═══ TRECHO DO DOCUMENTO ═══
O profeta Isaías nos anuncia em seu texto, capítulo 53, a partir do versículo 4:
Certamente, ele tomou sobre si as nossas enfermidades e as nossas dores levou sobre si; e nós o reputávamos por aflito, ferido de Deus e oprimido. Mas ele foi traspassado pelas nossas transgressões e moído pelas nossas iniqüidades; o castigo que nos traz a paz estava sobre ele, e pelas suas pisaduras fomos sarados. Todos nós andávamos desgarrados como ovelhas; cada um se desviava pelo caminho, mas o SENHOR fez cair sobre ele a iniqüidade de nós todos. Ele foi oprimido e humilhado, mas não abriu a boca; como cordeiro foi levado ao matadouro; e, como ovelha muda perante os seus tosquiadores, ele não abriu a boca. Todavia, ao SENHOR agradou moê-lo, fazendo-o enfermar; quando der ele a sua alma como oferta pelo pecado, verá a sua posteridade e prolongará os seus dias; e a vontade do Senhor prosperará em suas mãos. Depois de ter pago com sua vida, ele verá uma descendência, ele será cumulado de dias; logo que conhecido, justo, ele distribuirá a justiça, em benefício das multidões, pois a iniqüidade delas toma sobre si.
═══ DADOS FORNECIDOS ═══
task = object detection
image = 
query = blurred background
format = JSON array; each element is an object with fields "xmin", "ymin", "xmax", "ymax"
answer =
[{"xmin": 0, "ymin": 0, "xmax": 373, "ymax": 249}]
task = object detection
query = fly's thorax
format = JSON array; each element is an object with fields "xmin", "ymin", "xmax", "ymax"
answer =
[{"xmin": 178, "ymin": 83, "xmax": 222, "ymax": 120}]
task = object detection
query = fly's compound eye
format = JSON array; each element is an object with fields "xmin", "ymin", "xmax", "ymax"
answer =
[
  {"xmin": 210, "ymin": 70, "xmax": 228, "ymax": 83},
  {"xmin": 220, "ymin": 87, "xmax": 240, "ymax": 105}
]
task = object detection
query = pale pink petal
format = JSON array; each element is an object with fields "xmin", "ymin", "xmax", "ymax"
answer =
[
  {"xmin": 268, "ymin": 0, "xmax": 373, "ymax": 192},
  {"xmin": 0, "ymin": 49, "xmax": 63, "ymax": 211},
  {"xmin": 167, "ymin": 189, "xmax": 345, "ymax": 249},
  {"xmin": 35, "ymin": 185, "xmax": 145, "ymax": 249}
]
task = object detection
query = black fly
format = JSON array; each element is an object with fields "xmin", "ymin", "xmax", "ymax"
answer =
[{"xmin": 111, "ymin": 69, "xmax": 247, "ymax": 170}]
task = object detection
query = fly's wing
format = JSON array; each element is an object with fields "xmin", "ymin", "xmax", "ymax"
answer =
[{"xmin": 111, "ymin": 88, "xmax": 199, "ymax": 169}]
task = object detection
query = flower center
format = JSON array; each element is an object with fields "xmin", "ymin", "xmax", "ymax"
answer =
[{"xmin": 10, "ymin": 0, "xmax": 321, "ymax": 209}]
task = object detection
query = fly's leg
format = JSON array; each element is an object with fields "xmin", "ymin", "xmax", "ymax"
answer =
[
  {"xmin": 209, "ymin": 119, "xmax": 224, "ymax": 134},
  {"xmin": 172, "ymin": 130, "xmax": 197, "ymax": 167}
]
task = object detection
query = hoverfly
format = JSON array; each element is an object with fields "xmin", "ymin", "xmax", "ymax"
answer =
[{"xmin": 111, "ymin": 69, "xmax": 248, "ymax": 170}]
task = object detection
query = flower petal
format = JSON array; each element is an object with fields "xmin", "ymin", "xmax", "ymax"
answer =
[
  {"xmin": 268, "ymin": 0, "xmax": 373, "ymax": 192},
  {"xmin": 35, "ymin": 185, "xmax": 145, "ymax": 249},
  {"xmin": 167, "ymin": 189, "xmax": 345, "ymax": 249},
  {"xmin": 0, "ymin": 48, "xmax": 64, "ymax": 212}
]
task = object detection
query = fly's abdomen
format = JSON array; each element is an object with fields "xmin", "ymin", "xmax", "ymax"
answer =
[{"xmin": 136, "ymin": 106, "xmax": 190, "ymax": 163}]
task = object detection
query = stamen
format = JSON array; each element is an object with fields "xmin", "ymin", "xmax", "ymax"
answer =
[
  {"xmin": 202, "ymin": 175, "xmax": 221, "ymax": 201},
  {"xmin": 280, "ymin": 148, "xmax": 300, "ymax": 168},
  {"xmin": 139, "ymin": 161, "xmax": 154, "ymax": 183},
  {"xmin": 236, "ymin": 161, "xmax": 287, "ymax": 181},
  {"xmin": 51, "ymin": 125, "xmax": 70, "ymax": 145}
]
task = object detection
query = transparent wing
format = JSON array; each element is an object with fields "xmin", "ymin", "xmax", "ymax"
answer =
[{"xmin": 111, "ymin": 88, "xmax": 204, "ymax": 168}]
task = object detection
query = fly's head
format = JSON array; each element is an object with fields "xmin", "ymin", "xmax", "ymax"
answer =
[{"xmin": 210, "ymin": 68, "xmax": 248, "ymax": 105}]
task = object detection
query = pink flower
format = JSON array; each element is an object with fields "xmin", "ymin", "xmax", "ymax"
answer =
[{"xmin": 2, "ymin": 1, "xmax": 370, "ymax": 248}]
═══
INSTRUÇÃO ESCRITA 1: Faça um resumo do trecho de Isaías em duas frases.
INSTRUÇÃO ESCRITA 2:
Diga se cada frase abaixo está de acordo com o trecho de Isaías, respondendo sim ou não e citando as palavras do trecho que decidem a resposta.
(a) Ele abriu a boca para se defender.
(b) Todos nós andávamos desgarrados como ovelhas.
(c) A leitura começa no versículo 4 do capítulo 53.
INSTRUÇÃO ESCRITA 3: Liste todas as comparações com animais que aparecem no trecho de Isaías.

RESPOSTA 1: Isaías anuncia que ele tomou sobre si as nossas enfermidades e dores, foi traspassado e moído pelas nossas transgressões e iniquidades, e que pelas suas pisaduras fomos sarados. Oprimido e humilhado, ele não abriu a boca, como cordeiro levado ao matadouro, e, depois de dar a vida como oferta pelo pecado, verá uma descendência e distribuirá a justiça em benefício das multidões.

RESPOSTA 2:
(a) Não: "Ele foi oprimido e humilhado, mas não abriu a boca".
(b) Sim: "Todos nós andávamos desgarrados como ovelhas".
(c) Sim: "capítulo 53, a partir do versículo 4".

RESPOSTA 3:
- "como ovelhas" (todos nós andávamos desgarrados)
- "como cordeiro foi levado ao matadouro"
- "como ovelha muda perante os seus tosquiadores"